--- ФРАГМЕНТ ТЕКСТА ---
Сознание собственной прочности давалось ему ощущением опоры на русскую поэтическую традицию, хотя порой ему казалось, что в этой цепи он призван сыграть роль последнего звена. Но чем тяжелее давило на него ощущение конца, тем более настоятельной становилась в нем потребность вглядеться туда, где он видел начало, – в Державина. В Державине он постигал и себя и ту полуторавековую историю отечественной поэзии, которая и разделяла и связывала их [Зорин 1988: 36].
Ходасевич обращался к этому началу за ответами. Как он писал в статье о Чехове, в жизни Державина были вещи, характер и поэзия, способные удержать русскую литературу в живых. Постоянное возвращение Ходасевича к Державину в его статьях, эссе и, наконец, в биографии можно истолковать как отчаянное повторение рефрена, который никто не хочет услышать. Ходасевич видел в Державине потенциальный источник необходимой XX столетию энергии – но этот источник все игнорировали.
В середине работы над книгой, когда его мысли и, как он сам признавался, его сердце были полно этим поэтом, Ходасевич откликнулся на 25-ю годовщину со дня смерти Чехова. В эссе «О Чехове» (1929) речь идет о контрасте двух полюсов, двух различных подходов или тенденций в истории русской литературы – чеховской и державинской. Положения, высказанные в этом эссе, проясняют взгляд Ходасевича на русскую литературу. Поэт начинает с восклицания:
Чехов – и Державин! Кажется, труднее даже нарочно выискать двух русских писателей, двух людей, столь несхожих, столь чуждых друг другу, как эти два.
То, что один – поэт, а другой – прозаик, совсем не главное между ними различие, не самое разительное. Все другие гораздо разительнее [Ходасевич 1991: 249].
Далее Ходасевич указывает на прямо противоположные качества двух авторов. Державин – воин и солдат – был физически здоров, эпичен, упрям, резок и конфликтен, горд и амбициозен, в то время как Чехов – врач – был слаб, болезнен, привязан ко всему простейшему, земному и будничному, лиричен, «женствен» и скромен. Главное различие состоит в том, что Державин – созидатель, его эпоха – победная, в то время как Чехов – наблюдатель времен застоя и медленного разложения. «Державин строит, Чехов созерцает распад» [Ходасевич 1991: 250]. Державин был здоров, Чехов – болен. Державин стоял у истоков, Чехов был свидетелем конца.
Ходасевич сознательно проповедовал установку на возрождение бравурной державинской традиции. Он не обвинял кого-то прямо в разрушении России, но, похоже, считал эпоху, непосредственно предшествовавшую революции, по крайней мере отчасти ответственной за раскол русской культуры:
При Чехове мы умирали. Теперь мы умерли, перешли «за границу». Чеховская пора для нас то, что болезнь для умершего. Но если нам суждено воплотиться вновь (а ведь только об этом вся наша молитва, только к этому – вся наша воля), то наше будущее – не «чеховские настроения», а державинское действие. Если России дано воскреснуть, то пафос ее ближайшей эпохи, пафос нашего завтра будет созидательный, а не созерцательный, эпический, а не лирический, мужественный, а не женственный, – державинский, а не чеховский. Державин заранее должен нам стать ближе Чехова [Ходасевич 1991: 250].
Призывая к возрождению русской культуры, Ходасевич обращался к наследию Державина. Если настоящее представлялось поэту своего рода смертью в жизни, то эра Державина олицетворяла здоровье, действие и созидание. Единственный спасительный путь Ходасевич видел в новом, изначальном рождении русской литературы и культуры, в творческом прошлом XVIII века.
--- ИСХОДНЫЕ ДАННЫЕ ---
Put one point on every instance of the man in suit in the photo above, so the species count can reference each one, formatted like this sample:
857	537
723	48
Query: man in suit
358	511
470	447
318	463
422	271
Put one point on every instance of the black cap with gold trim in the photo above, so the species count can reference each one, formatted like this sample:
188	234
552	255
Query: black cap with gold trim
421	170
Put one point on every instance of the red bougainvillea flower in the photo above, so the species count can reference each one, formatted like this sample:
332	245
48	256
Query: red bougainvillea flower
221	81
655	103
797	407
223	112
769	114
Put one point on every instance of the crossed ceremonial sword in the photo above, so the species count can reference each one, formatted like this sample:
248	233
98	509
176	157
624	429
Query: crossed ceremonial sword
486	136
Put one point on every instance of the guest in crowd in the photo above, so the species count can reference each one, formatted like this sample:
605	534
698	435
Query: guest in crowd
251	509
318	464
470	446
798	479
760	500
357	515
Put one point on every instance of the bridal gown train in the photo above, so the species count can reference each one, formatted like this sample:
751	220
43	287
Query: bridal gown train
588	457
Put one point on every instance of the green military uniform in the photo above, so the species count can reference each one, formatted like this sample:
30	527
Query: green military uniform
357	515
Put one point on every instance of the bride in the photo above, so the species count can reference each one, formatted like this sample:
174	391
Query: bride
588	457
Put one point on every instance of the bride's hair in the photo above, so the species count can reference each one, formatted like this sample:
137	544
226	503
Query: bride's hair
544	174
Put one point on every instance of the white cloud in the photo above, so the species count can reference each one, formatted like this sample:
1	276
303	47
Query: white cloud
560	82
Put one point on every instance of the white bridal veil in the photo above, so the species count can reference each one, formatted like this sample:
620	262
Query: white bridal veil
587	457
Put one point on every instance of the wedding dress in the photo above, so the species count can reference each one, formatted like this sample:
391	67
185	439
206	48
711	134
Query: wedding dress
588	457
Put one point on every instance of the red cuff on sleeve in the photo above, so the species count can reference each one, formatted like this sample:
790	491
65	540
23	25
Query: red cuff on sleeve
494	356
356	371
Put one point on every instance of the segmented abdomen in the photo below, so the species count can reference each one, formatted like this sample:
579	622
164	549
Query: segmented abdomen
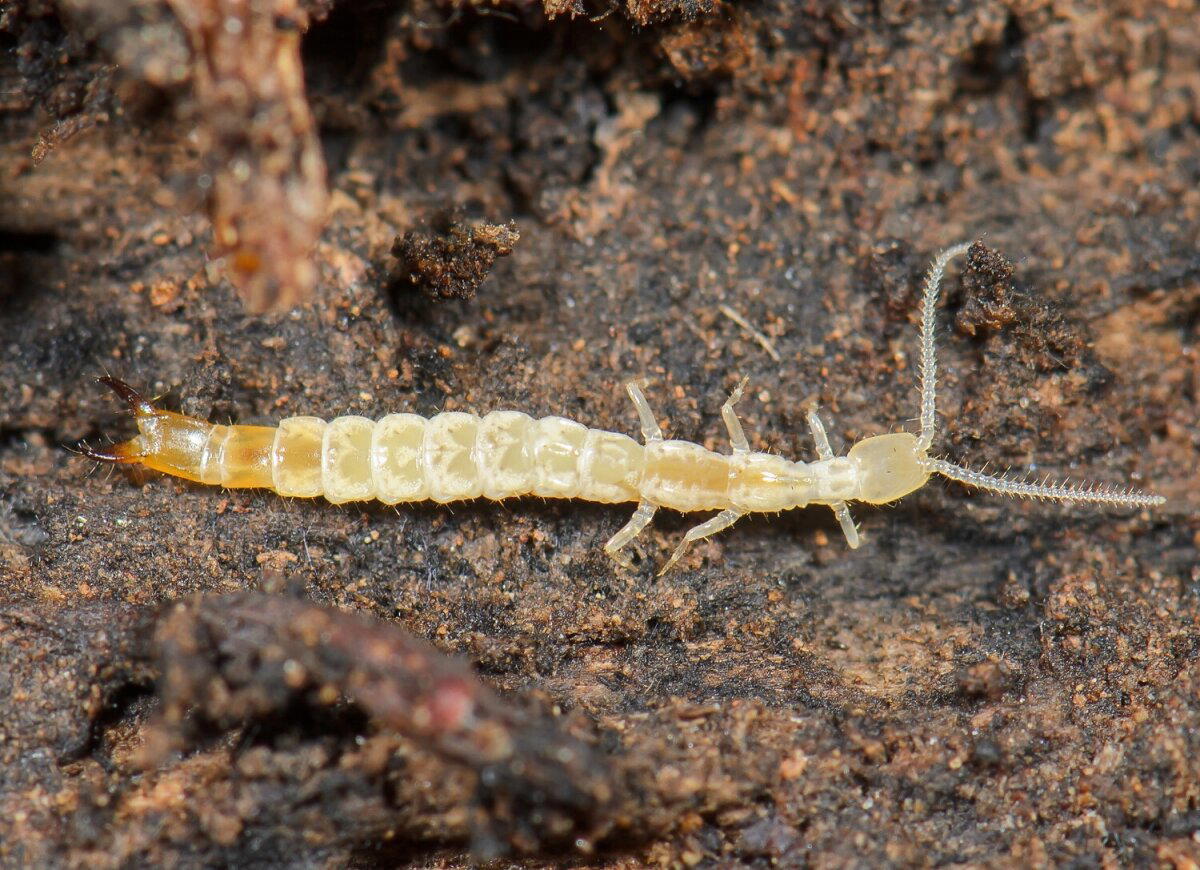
451	456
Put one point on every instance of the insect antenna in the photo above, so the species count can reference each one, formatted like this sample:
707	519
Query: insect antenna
928	343
1095	493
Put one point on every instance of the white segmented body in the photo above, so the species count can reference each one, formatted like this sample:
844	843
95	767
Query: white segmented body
455	456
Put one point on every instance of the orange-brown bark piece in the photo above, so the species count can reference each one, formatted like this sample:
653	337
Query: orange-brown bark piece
268	187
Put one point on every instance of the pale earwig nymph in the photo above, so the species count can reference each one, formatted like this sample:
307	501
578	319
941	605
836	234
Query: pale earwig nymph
505	454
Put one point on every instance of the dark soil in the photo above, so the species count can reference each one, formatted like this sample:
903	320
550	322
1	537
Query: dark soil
193	677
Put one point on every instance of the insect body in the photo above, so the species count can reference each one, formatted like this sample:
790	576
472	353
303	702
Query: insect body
454	456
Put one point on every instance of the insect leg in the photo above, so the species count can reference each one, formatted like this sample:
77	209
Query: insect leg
826	453
651	431
718	523
737	437
628	532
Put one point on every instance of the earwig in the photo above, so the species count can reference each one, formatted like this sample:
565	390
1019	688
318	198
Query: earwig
505	454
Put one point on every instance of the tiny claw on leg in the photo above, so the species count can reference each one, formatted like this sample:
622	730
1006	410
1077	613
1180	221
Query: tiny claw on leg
847	525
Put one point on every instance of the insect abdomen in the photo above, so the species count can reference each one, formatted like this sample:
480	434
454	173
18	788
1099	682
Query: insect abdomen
453	456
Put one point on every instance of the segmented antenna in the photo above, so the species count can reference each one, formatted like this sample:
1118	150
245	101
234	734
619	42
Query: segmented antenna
928	337
1096	493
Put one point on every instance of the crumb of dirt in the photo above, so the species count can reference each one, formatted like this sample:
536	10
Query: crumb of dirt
453	264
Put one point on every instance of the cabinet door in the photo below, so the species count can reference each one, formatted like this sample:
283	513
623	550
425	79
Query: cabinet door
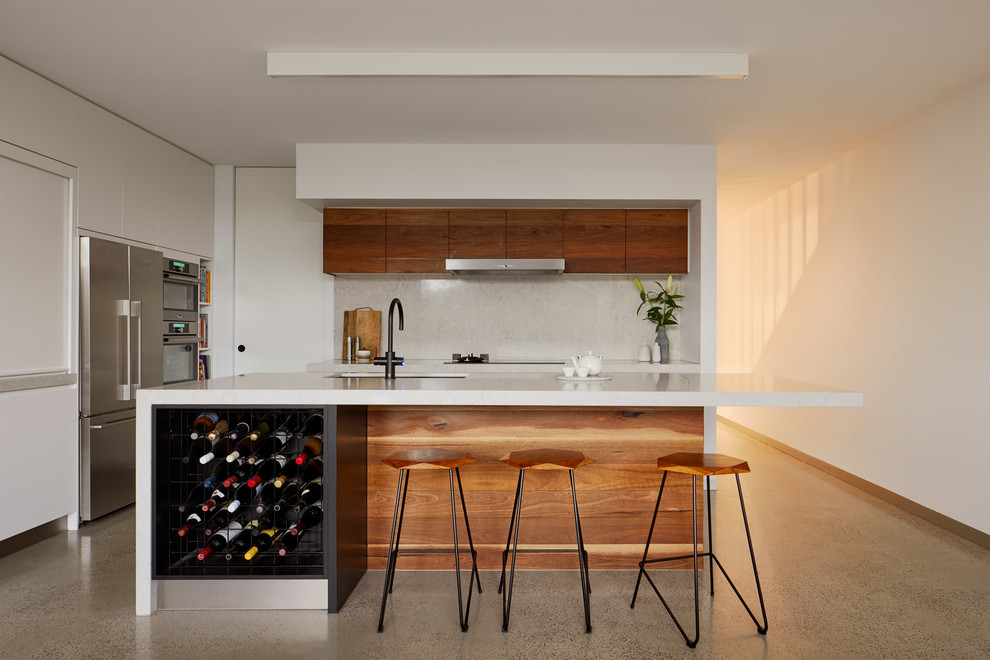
---
-- УСЛОВИЕ ЗАДАНИЯ --
Дословно воспроизведите часть фрагмента текста от слов «То, что один» до слов «[Ходасевич 1991: 249].» включительно.

-- ОТВЕТ --
То, что один – поэт, а другой – прозаик, совсем не главное между ними различие, не самое разительное. Все другие гораздо разительнее [Ходасевич 1991: 249].